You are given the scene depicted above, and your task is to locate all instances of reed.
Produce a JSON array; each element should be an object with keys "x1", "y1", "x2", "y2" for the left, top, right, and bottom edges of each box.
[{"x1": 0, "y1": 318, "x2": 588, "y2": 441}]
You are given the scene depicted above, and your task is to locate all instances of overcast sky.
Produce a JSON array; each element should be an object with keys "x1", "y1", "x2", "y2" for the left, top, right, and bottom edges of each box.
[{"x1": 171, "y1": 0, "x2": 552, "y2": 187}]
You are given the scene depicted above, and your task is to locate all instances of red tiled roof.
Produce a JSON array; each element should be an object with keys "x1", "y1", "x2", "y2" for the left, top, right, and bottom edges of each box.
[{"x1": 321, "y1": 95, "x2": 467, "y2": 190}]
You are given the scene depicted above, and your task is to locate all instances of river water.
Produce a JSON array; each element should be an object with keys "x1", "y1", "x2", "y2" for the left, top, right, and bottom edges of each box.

□ □ □ □ □ □ □

- TASK TO COMPLETE
Show each line of the listing above that contains the word "instances", copying every such line in full.

- THE RESPONSE
You are given the scene depicted above, and your task is to locate all instances of reed.
You are given the scene depicted above, and your task is to locate all instances of overcast sky.
You are given the scene depicted above, and your task is to locate all instances of red tiled roof.
You are given the scene depicted above, and your task is to locate all instances of river water.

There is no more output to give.